(Raw records)
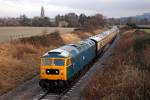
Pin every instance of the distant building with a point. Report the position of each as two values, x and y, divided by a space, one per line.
42 12
63 24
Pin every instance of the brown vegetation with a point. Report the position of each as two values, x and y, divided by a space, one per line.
20 59
126 75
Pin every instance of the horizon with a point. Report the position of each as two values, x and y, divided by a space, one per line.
32 8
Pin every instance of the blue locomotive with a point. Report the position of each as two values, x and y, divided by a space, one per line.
61 65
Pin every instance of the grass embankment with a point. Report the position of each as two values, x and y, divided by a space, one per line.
126 75
20 59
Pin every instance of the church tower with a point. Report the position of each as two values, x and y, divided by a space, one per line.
42 12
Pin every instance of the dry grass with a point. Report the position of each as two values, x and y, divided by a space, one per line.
127 73
20 59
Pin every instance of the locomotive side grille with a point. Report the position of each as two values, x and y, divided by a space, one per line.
52 71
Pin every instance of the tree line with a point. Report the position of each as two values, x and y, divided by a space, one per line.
67 20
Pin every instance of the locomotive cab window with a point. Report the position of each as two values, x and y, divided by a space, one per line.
46 61
58 62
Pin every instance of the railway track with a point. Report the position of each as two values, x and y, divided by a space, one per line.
50 96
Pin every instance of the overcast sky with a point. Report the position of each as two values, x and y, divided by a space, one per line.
109 8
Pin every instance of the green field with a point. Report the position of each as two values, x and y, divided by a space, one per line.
8 33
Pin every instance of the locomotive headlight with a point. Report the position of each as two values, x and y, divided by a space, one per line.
42 71
61 72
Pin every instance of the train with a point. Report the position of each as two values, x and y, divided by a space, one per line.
60 66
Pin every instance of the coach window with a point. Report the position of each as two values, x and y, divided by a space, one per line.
67 62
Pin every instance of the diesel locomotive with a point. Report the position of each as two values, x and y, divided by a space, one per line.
61 65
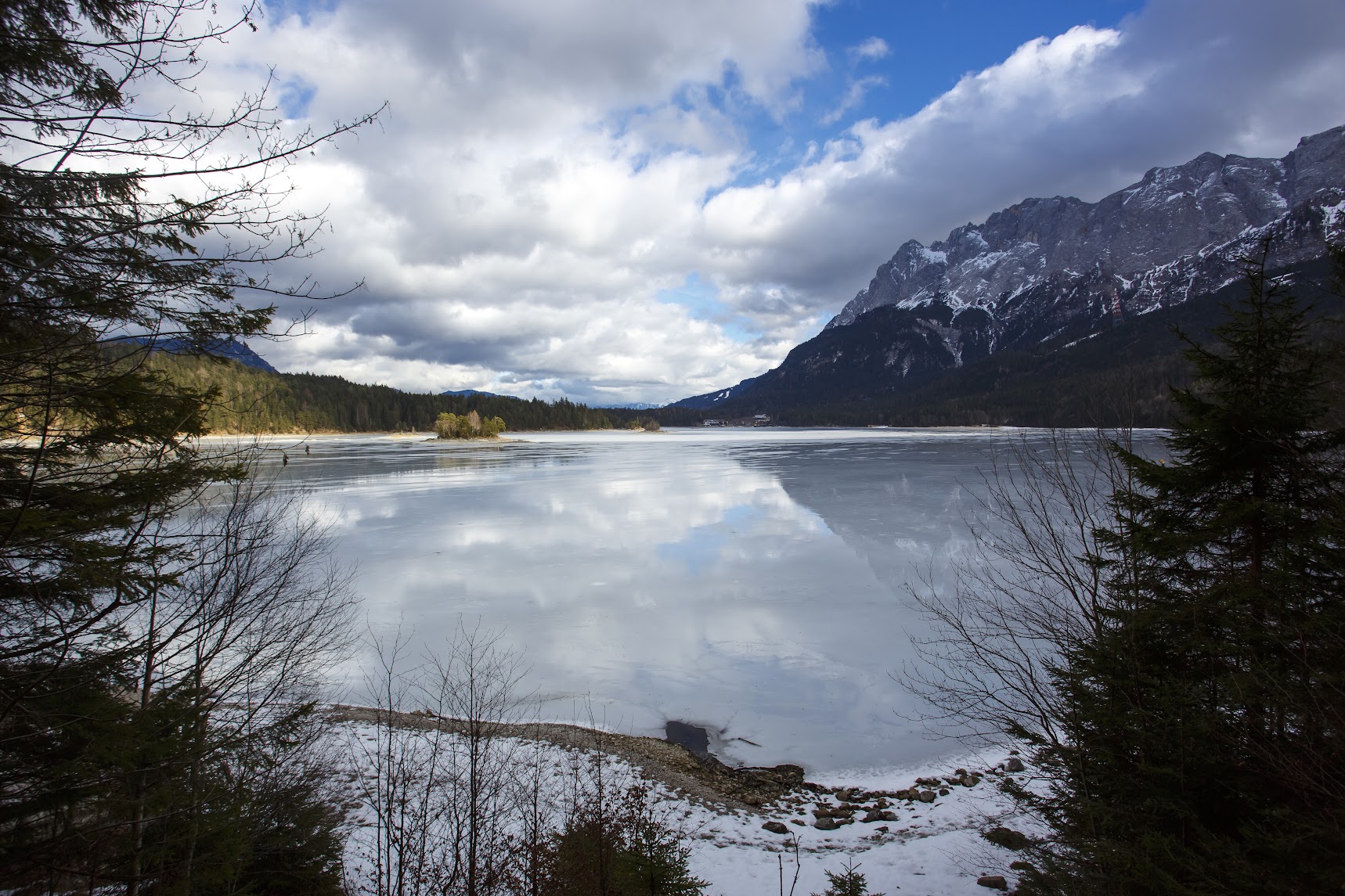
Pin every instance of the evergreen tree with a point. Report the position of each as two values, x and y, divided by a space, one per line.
846 883
114 766
1204 721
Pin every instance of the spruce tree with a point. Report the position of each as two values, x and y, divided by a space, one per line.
1204 720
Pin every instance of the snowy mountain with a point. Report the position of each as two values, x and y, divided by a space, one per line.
1049 268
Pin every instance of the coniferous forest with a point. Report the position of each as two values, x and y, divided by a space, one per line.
1163 637
249 400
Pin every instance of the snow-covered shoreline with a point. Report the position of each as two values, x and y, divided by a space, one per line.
932 847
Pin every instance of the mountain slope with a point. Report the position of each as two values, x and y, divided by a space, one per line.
1048 271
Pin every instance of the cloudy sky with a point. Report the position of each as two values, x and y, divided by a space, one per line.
644 200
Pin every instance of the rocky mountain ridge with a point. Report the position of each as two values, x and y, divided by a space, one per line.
1048 268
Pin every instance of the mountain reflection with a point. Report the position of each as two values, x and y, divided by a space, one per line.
752 581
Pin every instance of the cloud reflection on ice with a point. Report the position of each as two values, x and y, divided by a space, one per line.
749 581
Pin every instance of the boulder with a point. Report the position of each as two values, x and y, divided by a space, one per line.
1008 838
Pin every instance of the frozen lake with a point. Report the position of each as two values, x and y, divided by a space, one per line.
747 580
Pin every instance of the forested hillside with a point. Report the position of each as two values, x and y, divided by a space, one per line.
254 400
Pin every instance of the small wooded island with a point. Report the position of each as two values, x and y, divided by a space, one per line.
470 426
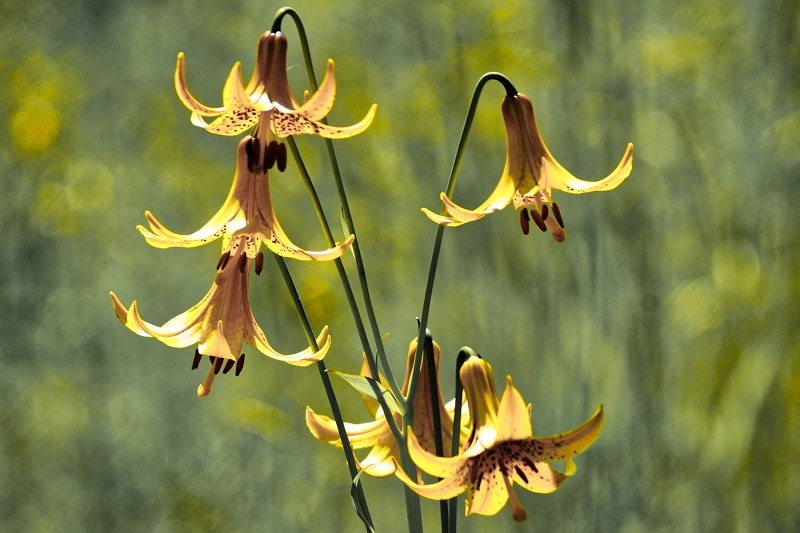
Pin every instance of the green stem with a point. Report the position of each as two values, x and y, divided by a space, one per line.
346 213
433 386
463 354
337 414
437 244
413 511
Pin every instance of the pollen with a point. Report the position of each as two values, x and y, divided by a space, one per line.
524 221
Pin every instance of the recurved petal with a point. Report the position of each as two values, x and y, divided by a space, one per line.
302 358
186 97
448 487
379 462
442 467
317 106
566 445
240 114
287 122
513 417
497 200
360 435
278 242
226 219
557 177
527 468
489 494
178 332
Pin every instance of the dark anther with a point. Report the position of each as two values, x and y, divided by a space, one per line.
280 157
252 148
223 260
521 474
259 263
537 217
557 214
197 357
269 157
524 221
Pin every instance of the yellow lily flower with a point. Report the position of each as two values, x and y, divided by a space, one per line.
500 451
384 455
220 323
267 101
248 212
530 174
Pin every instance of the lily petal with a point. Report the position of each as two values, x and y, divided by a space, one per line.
513 415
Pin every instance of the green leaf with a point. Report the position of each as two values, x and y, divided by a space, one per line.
372 389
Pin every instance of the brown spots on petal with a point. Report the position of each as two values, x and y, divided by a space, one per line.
521 474
223 260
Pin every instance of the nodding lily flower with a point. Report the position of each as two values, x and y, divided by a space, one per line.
267 101
500 451
220 323
247 212
384 455
530 174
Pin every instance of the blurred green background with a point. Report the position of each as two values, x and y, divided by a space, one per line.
674 300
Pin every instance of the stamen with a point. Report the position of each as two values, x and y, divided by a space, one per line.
269 159
537 217
239 364
223 260
557 214
204 389
197 357
251 149
259 263
524 221
280 157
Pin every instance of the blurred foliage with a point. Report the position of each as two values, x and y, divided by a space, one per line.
674 301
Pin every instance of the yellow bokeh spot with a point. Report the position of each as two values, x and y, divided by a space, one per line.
694 308
35 126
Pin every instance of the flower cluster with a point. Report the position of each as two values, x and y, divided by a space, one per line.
223 320
482 445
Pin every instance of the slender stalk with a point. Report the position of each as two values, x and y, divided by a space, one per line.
452 503
435 416
337 414
437 244
346 213
413 512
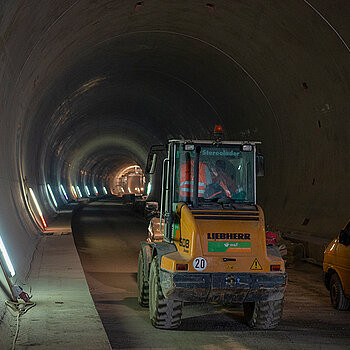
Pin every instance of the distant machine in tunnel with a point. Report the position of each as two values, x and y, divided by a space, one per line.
130 180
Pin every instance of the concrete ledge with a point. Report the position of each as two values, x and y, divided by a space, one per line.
65 316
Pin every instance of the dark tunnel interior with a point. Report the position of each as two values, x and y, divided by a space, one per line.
88 86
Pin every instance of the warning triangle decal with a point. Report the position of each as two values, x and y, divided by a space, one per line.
256 265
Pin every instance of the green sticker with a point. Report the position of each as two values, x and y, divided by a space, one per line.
221 247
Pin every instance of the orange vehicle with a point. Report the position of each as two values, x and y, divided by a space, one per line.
208 243
336 269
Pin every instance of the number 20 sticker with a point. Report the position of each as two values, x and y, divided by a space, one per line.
199 264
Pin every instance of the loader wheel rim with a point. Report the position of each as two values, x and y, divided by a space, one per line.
335 293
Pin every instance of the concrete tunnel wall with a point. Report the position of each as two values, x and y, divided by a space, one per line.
90 86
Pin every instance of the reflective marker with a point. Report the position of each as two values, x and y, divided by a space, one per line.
64 192
38 207
74 192
79 192
51 194
7 258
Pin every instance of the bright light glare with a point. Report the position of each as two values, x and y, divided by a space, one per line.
7 258
74 192
79 192
149 187
38 207
64 192
51 194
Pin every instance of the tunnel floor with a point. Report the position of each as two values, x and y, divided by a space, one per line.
107 236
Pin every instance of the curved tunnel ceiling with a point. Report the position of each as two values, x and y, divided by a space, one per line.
90 86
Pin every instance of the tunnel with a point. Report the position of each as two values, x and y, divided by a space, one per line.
89 86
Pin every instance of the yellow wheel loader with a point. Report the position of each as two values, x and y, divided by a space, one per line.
208 243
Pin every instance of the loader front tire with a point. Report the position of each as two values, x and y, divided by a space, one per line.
142 282
263 314
338 299
164 313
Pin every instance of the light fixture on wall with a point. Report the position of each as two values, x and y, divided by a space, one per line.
38 207
64 192
52 195
6 258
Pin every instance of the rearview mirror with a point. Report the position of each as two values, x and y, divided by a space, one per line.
151 163
260 166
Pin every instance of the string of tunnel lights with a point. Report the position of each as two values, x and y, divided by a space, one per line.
38 207
76 193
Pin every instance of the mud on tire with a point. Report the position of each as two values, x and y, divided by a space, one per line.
338 299
142 283
263 314
164 313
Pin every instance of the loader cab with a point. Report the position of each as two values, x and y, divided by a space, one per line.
208 175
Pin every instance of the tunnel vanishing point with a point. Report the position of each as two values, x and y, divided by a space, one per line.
88 86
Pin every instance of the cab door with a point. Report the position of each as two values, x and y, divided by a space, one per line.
343 258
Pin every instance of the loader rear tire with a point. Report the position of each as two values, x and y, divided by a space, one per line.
142 282
263 314
338 298
164 313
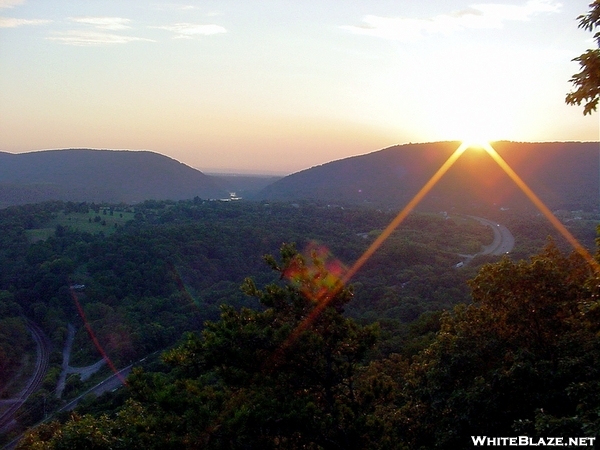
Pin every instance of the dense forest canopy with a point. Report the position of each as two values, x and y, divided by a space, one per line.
143 275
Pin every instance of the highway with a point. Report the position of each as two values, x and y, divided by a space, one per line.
503 242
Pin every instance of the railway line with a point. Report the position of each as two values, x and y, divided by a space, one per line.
35 381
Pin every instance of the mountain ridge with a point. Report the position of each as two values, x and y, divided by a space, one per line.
100 175
563 174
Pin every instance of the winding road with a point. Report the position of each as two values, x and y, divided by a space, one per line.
41 367
503 242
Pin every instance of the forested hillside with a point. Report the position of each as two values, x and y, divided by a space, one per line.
392 176
138 277
100 176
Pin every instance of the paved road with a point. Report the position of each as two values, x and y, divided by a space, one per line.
41 367
503 242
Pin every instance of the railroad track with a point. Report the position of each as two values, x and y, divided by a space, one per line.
35 381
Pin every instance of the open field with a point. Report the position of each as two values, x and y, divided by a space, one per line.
105 221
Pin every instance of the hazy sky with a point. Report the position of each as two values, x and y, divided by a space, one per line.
279 86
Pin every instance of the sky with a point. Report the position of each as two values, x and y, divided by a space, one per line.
278 86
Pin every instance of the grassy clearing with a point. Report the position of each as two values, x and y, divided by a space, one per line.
92 222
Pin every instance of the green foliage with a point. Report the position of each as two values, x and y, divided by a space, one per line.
587 81
520 359
283 376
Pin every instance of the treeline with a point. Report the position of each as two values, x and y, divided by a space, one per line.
170 268
523 359
141 285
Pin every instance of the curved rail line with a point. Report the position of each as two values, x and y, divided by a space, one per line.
35 381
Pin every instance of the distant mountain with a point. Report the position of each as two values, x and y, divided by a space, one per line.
100 175
565 175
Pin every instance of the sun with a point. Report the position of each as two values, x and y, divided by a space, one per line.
479 143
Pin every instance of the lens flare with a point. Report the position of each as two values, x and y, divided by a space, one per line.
542 207
95 340
327 287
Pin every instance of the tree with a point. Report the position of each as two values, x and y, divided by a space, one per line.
522 359
284 376
587 81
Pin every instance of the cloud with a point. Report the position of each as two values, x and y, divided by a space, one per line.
103 23
10 3
92 38
9 22
189 30
477 16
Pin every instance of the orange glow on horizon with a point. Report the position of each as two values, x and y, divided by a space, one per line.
542 207
326 291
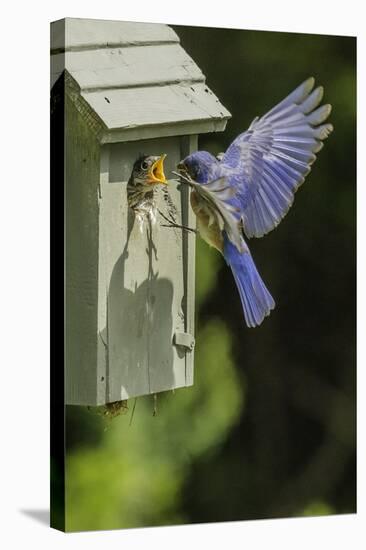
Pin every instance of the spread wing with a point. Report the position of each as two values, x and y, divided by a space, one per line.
270 160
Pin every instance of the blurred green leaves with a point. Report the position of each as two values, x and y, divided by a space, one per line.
135 475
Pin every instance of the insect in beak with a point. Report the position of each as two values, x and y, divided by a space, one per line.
156 172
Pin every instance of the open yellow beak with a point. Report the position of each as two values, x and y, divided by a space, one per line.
156 172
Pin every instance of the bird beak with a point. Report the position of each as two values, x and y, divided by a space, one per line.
156 173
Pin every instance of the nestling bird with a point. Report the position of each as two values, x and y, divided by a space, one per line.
258 174
147 172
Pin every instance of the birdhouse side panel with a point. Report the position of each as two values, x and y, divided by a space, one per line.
81 216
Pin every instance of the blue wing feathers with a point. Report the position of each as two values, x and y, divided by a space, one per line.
272 158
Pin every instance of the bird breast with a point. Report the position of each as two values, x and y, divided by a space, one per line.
207 225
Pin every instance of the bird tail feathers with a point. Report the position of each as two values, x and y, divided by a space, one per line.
256 300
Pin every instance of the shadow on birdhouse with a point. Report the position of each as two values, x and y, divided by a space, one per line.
122 88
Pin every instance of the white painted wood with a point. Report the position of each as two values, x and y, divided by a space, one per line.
128 67
81 259
143 275
155 106
72 33
188 145
135 80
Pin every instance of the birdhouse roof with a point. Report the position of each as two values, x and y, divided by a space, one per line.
133 79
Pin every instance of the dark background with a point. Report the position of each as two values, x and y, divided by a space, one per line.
268 430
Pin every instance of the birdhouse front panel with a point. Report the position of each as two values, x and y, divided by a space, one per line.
143 275
130 89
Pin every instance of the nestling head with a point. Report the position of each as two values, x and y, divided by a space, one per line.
199 166
149 170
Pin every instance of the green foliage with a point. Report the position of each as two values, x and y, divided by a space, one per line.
289 447
134 477
318 508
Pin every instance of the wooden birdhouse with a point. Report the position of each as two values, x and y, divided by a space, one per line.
129 88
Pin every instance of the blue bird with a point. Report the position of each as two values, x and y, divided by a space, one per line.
250 188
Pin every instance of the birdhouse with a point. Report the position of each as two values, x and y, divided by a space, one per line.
129 88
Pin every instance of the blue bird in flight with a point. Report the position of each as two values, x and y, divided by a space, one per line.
250 188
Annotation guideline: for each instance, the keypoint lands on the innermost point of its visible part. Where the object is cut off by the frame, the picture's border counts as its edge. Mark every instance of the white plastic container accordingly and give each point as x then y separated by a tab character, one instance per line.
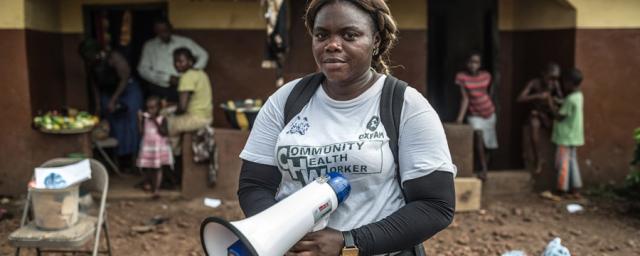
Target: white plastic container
55	209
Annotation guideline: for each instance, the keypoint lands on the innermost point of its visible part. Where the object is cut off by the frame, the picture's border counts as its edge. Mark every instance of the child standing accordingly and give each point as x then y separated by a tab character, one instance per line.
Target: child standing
568	134
474	87
155	152
541	94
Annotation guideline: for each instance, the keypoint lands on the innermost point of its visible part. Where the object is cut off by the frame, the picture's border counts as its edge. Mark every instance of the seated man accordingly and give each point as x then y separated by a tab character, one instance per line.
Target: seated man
195	105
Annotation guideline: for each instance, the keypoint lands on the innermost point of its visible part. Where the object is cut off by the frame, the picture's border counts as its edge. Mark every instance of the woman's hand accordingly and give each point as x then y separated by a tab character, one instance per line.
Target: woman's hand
326	242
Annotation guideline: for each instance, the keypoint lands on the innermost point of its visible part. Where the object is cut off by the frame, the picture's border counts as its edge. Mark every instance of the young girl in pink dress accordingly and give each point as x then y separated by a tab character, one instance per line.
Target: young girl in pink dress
155	152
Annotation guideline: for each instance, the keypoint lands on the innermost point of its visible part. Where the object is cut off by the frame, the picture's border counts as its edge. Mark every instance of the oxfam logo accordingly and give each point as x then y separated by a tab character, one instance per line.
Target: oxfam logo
372	125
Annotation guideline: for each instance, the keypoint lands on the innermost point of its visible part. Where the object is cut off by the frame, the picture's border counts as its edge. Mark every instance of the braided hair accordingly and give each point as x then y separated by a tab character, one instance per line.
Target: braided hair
381	19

Task details ▸ Nothing but the lines from the one with "of the young" through the end of the data above should be repeated, each exactly as it stands.

Answer for this exercise ▸
Annotation guideline: for each instance, the keypoint lands on the innermost point of its visible part. Where the object is cut off by the frame, the picture's border counts as its edge. Mark every instance of the young girl in pink dress accordingly and give each point as x then y separated by a tab character, one instance per line.
Target: young girl in pink dress
155	152
Annotation guideline: for each instance, the keypoint lands on the innermost point of its visible part. Where the object is cut off by the frame, the picture's border counts as its edge. Mark every instance of the oxfam logo accordingly and give each point as x then y separated by a tab character, one instance per line.
Target: oxfam logo
372	125
Annotation guideline: for each instance, the keypoint lands on the innermost point of its visible part. Where the object is cut off by the frame, the picture's border counts as its edge. Mark every instance of the braided hair accordingly and give each point as x then y separated by a tab character, one instance per line.
Target: braided hair
381	19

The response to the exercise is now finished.